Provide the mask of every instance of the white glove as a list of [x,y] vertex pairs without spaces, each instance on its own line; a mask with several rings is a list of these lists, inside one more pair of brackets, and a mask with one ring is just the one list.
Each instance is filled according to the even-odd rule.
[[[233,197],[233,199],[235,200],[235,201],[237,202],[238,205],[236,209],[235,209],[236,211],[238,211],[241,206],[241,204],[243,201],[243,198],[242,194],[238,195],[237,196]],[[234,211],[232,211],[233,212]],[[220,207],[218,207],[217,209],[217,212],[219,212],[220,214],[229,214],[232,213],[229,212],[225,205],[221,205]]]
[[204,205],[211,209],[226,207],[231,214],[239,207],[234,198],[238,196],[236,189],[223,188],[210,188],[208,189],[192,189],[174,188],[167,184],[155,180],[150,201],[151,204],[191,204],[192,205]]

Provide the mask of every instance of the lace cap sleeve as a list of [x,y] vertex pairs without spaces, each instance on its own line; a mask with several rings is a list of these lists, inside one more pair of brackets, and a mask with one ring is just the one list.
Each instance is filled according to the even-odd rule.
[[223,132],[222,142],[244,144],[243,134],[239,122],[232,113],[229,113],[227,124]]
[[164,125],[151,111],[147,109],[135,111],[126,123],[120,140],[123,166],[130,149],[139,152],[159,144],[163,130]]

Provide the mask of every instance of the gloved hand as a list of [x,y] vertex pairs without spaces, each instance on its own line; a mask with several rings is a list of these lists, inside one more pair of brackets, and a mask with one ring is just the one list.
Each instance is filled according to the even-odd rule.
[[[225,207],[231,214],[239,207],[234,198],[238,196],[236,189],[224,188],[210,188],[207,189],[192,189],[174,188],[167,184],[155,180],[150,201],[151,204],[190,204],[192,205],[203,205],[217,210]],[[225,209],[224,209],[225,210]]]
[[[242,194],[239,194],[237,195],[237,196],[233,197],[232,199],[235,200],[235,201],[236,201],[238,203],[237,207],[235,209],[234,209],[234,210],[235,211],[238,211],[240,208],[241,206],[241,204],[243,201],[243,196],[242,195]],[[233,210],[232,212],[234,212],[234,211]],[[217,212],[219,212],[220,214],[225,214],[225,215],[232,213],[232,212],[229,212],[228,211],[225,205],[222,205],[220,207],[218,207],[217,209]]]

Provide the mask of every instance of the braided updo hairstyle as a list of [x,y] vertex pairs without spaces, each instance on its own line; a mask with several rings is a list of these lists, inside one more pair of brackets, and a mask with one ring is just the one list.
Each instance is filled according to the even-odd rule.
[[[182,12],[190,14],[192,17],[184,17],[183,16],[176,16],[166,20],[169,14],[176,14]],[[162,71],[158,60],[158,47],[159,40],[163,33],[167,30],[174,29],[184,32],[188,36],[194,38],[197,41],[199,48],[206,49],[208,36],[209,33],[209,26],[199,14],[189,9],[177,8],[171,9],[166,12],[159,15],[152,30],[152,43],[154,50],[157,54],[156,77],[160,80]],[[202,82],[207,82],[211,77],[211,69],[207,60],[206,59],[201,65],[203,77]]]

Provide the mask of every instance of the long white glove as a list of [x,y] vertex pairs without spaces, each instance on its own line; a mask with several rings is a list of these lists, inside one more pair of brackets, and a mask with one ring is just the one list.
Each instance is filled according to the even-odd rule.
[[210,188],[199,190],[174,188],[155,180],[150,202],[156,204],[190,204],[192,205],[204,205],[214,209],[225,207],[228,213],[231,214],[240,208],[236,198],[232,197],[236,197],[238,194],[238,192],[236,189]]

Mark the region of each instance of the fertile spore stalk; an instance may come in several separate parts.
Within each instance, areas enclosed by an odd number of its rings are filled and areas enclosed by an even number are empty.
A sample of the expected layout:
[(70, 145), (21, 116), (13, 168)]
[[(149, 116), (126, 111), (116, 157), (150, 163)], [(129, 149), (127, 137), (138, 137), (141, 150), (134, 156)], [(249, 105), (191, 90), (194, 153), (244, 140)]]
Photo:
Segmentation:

▬▬▬▬▬▬

Given problem: Count the lines in the data that contain the string "inside", and reply with the number only.

Reply to the task: 5